--- BEGIN Data excerpts ---

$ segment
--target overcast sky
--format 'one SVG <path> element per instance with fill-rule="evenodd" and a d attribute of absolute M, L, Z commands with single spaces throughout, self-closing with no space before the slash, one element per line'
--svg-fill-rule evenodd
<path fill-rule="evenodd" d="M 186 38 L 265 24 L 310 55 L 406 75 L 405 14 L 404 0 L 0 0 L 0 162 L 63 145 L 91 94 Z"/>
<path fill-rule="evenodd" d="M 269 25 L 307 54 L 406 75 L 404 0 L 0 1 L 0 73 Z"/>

--- END Data excerpts ---
--- BEGIN Data excerpts ---

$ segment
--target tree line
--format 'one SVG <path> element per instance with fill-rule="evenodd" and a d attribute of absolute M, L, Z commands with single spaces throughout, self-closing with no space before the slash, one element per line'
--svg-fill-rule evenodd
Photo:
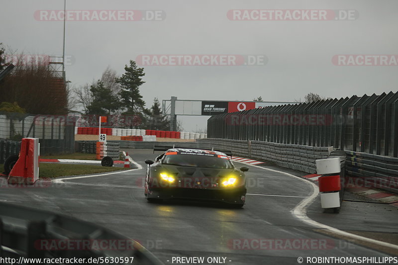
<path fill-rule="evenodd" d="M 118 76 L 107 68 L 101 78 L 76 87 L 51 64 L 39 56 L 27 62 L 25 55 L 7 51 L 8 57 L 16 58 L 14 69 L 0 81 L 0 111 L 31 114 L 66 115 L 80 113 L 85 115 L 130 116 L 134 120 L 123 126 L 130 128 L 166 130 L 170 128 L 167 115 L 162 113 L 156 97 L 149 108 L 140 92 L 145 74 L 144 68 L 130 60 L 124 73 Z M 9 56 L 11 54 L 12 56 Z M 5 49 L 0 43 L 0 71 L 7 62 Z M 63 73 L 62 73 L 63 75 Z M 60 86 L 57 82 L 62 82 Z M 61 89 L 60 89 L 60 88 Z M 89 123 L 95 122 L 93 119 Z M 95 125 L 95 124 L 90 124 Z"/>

--- END Data excerpts ---

### [Requirements]
List each line of the rows above that contains the string "target", matching uppercase and lowercase exactly.

### [Correct response]
--target overcast sky
--target tree line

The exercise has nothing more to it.